Re: htdig: virtual hosts revisited


Geoff Hutchison (ghutchis@wso.williams.edu)
Mon, 14 Dec 1998 15:02:58 -0500


At 5:28 AM -0500 12/14/98, Walter Hafner wrote:
>1) The lack of support for German umlauts ()

My suggestion would be to look at the locale option.

>2) The somewhat limited queries.

I think you'll have to be more specific. I'd say we easily cover the 80/20
rule. From my search logs, most people put in text.

>3) The unability to distinguish virtual hosts from mere CHAMEs.
>I think that ht://Dig could 'borrow' a simple yet clever method to solve
>problem (3). As I wrote, I evaluate alternatives to ht://Dig. Currently
>I have a look at Netscapes Compass Server. NCS gives the possibility
>for a "site probe". Here is a screen snipplet:

Actually NCS is being pretty naive in just using the size. The best way to
detect exact duplicates is with a checksum (e.g. md5sum). Since it's pretty
quick to generate a checksum, this isn't too slow.

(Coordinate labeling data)
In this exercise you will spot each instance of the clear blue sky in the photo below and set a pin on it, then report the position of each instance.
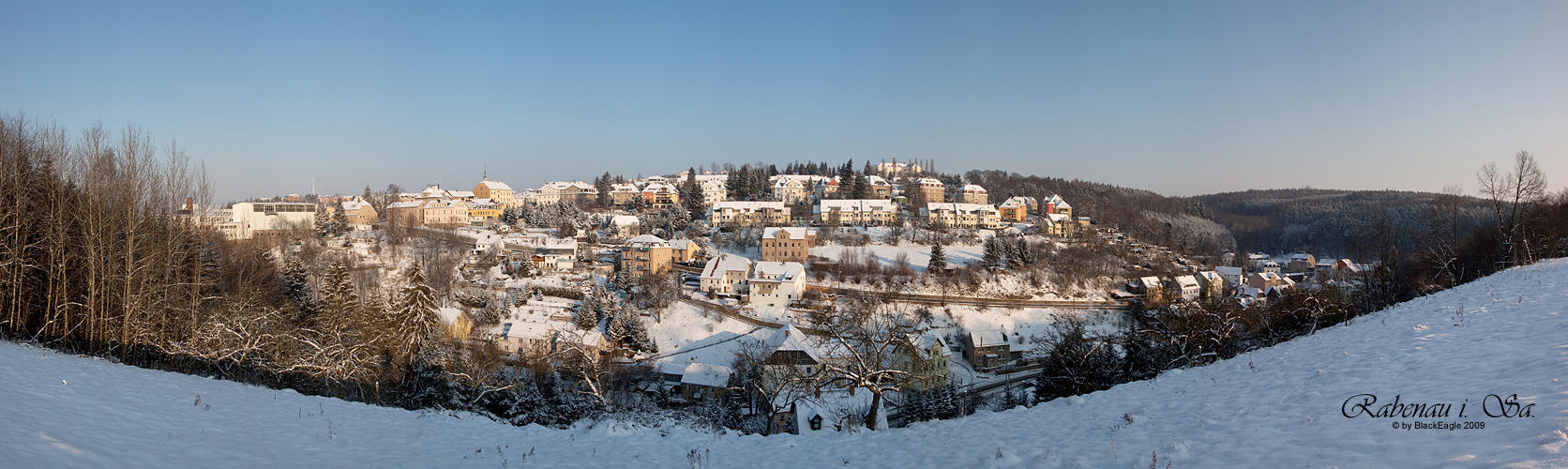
(1181, 98)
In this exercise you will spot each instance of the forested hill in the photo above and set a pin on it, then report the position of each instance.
(1325, 221)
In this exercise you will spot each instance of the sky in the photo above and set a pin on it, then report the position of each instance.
(1181, 98)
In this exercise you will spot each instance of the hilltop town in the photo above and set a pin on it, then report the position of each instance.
(716, 280)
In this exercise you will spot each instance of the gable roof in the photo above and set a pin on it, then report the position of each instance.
(776, 272)
(792, 340)
(706, 375)
(494, 184)
(793, 233)
(716, 267)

- **Written tasks**
• a. Reproduce the ht://Dig email reply word for word between "At 5:28 AM -0500" and "from mere CHAMEs.", inclusive.
• b. Write the next part of the ht://Dig email reply, picking up right after its last sentence.
The coordinate labeling data was taken from a separate source.

- **Answers per task**
• a.
At 5:28 AM -0500 12/14/98, Walter Hafner wrote:
>1) The lack of support for German umlauts ()

My suggestion would be to look at the locale option.

>2) The somewhat limited queries.

I think you'll have to be more specific. I'd say we easily cover the 80/20
rule. From my search logs, most people put in text.

>3) The unability to distinguish virtual hosts from mere CHAMEs.

• b.
Though checking the root documents for checksums to determine duplicate
servers is an interesting idea, my personal approach would be to add in
checksumming in general for HTTP transations and detect duplicate documents
no matter where they appear. There's a patch around to detect duplicate
files based on inodes for filesystem digging, but I hesitate to add it
before adding an HTTP version.

We have lots of links on our website and it's annoying to see duplicates in
search results. But the problem with duplicate detection is deciding which
duplicate to use! My current thought is to use the document with the lower
hopcount.

Does this make sense?

-Geoff Hutchison
Williams Students Online
http://wso.williams.edu/

----------------------------------------------------------------------
To unsubscribe from the htdig mailing list, send a message to
htdig-request@sdsu.edu containing the single word "unsubscribe" in
the body of the message.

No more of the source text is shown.